_DESCRIPTION OF THE TASK_:
Transcribe all of the material exactly.

----- DATASET -----

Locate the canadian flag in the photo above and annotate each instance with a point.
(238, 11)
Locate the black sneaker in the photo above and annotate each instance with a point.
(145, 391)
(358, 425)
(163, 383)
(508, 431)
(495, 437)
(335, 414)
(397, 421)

-----

_SOLUTION FOR THIS TASK_:
Locate the canadian flag in the photo above and annotate each instance with a point.
(238, 11)
Locate the black sneaker in the photo above and annotate each instance with a point.
(145, 391)
(358, 425)
(163, 383)
(508, 431)
(495, 437)
(335, 414)
(397, 421)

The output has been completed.